**EXERCISE AIM**
Copy the rows below from the line containing "Annotation guideline. For every instance of the palm" through the end of the rows, substituting "marker" for every occurrence of "keypoint" and leaving all else unchanged.

Start of TASK MATERIAL

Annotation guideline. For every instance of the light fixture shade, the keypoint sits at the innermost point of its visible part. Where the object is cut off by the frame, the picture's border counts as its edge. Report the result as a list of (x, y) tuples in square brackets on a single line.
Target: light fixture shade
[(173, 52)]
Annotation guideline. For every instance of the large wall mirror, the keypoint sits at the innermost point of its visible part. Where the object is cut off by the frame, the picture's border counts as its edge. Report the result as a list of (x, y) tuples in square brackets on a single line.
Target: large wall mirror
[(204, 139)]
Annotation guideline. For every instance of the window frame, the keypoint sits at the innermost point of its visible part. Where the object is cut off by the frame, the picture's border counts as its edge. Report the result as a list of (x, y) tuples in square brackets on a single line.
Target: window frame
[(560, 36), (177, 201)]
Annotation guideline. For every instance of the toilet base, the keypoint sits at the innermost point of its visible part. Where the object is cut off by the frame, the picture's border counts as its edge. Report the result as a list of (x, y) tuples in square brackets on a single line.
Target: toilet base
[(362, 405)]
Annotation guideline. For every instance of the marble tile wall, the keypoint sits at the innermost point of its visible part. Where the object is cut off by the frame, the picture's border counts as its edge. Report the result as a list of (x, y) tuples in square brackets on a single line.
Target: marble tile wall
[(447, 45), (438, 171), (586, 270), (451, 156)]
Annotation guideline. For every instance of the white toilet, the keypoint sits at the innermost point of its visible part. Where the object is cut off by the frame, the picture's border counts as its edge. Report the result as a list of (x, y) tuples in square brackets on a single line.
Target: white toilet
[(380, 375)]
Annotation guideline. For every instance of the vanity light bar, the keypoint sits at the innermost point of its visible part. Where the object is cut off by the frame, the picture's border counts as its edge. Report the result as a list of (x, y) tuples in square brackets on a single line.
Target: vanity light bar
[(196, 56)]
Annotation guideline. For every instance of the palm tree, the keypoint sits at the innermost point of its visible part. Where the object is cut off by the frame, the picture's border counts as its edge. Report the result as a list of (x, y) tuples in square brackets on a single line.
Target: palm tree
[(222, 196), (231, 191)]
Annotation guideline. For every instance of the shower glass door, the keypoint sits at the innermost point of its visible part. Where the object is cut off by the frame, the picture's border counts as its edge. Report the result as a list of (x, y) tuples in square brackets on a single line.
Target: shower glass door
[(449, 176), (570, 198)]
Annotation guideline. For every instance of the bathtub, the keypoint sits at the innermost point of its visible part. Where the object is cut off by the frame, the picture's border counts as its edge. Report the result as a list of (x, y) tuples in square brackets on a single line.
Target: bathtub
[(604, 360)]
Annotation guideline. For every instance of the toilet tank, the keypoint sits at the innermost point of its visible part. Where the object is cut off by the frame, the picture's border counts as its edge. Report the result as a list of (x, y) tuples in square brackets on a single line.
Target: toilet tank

End of TASK MATERIAL

**REPLY TO THE TASK**
Annotation guideline. For every instance of the palm tree, the marker sits at the innermost point of its visible part. Where the object is cut off by the frame, the picture's border counts as its edge. Report the result as a list of (x, y) tuples in square brackets on a single line.
Target: palm tree
[(222, 196), (231, 191)]
Annotation guideline. For every instance of the shower glass door, the marker sits at the innermost point of its visible part. Where the object is cut off by the frame, the picture's border counts as its edge. Report the result as a list of (x, y) tuples in square brackets on a single line.
Target: shower glass door
[(449, 176), (570, 198)]
Annotation guideline. For every instance of the bathtub, the marker sits at the innermost point of its visible part. Where the object is cut off by the frame, the picture's border counts as its edge. Report the result as a list of (x, y) tuples in square brackets on a single line.
Target: bathtub
[(604, 360)]
Annotation guideline. For every instance of the toilet tank, the marker sits at the innermost point of its visible part. Where the object is cut off by the frame, the picture's border counts as its edge. Report the result as a list of (x, y) tuples in square brackets on a single line.
Target: toilet tank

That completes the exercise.